→ **TRECHO FORNECIDO**
========================

O Oráculo de Delfos era um local na Grécia Antiga onde sacerdotisas, conhecidas como pitonisas, transmitiam profecias e conselhos divinos em nome do deus Apolo.

A palavra “oráculo” ressoa através dos séculos, ecoando os mistérios e maravilhas dos antigos gregos. Para muitos, é um termo familiar, mas poucos se aventuraram a sondar sua verdadeira essência. No entanto, para os antigos habitantes da Grécia, o oráculo era muito mais do que uma simples pessoa capaz de prever o futuro. Era o elo sagrado entre o divino e o mortal, uma ponte transcendental onde o conhecimento dos deuses fluía para a esfera terrena, em um ritual conhecido como adivinhação.

A prática da adivinhação assumia diversas formas, desde a interpretação dos padrões das entranhas das vítimas sacrificiais até a observação meticulosa dos movimentos dos pássaros nos céus. No entanto, entre todas essas técnicas, uma se destacava como a mais venerada e reverenciada: a consulta aos oráculos.

O Oráculo de Delfos em Transe, de Heinrich Leutemann
O Oráculo de Delfos em Transe, de Heinrich Leutemann

Os oráculos eram intermediários divinos, canalizando as vozes dos deuses em santuários e locais sagrados espalhados por toda a Grécia antiga. Desde os prestigiosos oráculos de Zeus em Olímpia e Dodona até os santuários de Apolo em Didyma, na Ásia Menor, e na mítica ilha de Delos, esses lugares eram portais para o divino.

========================

→ **OBJETIVO A**
Responda com base no texto sobre o Oráculo de Delfos:
(i) Em nome de qual deus as pitonisas transmitiam profecias e conselhos?
(ii) Qual técnica de adivinhação se destacava como a mais venerada e reverenciada?
(iii) Em quais locais ficavam os oráculos de Zeus mencionados?
→ **OBJETIVO B**
Retome o texto sobre o Oráculo de Delfos logo após a última frase apresentada, mantendo o mesmo tom.

→ **DADOS COLETADOS**
========================

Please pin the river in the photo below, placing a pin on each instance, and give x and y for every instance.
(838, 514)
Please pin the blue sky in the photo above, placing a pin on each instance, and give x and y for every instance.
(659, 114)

========================

→ **RESULTADO FINAL A**
(i) Apolo.
(ii) A consulta aos oráculos.
(iii) Em Olímpia e Dodona.

→ **RESULTADO FINAL B**
No entanto, nenhum oráculo se destacou tão grandiosamente quanto o famoso Oráculo de Delfos, consagrado ao deus Apolo. Aninhado nas encostas do Monte Parnaso, este santuário era o epicentro do divino, a morada onde a vontade dos deuses era revelada aos mortais por meio de profecias enigmáticas e sábias.

O Oráculo de Delfos é um enigma que tem fascinado civilizações por milênios, tanto como uma instituição sagrada quanto como um conceito transcendental. Desde os escritos do poeta Píndaro no século V a.C. até as referências do geógrafo Pausânias no século II d.C., Delfos tem ocupado um lugar proeminente no cânone literário antigo.

Até mesmo figuras modernas, como Lord Byron, foram seduzidas pela aura mística do local, deixando sua marca nas pedras da escola primária durante sua visita em 1809. Toda essa atenção literária ressalta a importância de Delfos, mas o que exatamente conferiu a ele tal destaque no mundo grego antigo?

Sacerdotisa de Delfos (1891), de John Collier; a pítia se inspirava através do pneuma, os vapores que sobem na parte inferior da tela
Sacerdotisa de Delfos (1891), de John Collier; a pítia se inspirava através do pneuma, os vapores que sobem na parte inferior da tela

Para qualquer viajante que se aventure em Delfos hoje, a localização é de tirar o fôlego. Conforme o nevoeiro se dissipa e as ruínas antigas se revelam diante dos olhos curiosos, uma sensação tangível de outro mundo se manifesta. Não é difícil compreender por que os antigos gregos o consideravam o “umbigo da Terra”.

Uma antiga narrativa conta que Zeus lançou duas águias, uma de cada extremidade da Terra, e onde elas se encontraram, ele lançou uma pedra para marcar o centro do mundo. Esta pedra, segundo a lenda, caiu em Delfos. Acredita-se que esse marco seja simbolizado por um enigmático objeto encontrado no local das escavações, conhecido como omphalos, ou pedra do umbigo. No entanto, algumas fontes antigas sugerem que essa pedra era, na verdade, um marcador do túmulo de Dionísio, adicionando ainda mais mistério ao legado de Delfos.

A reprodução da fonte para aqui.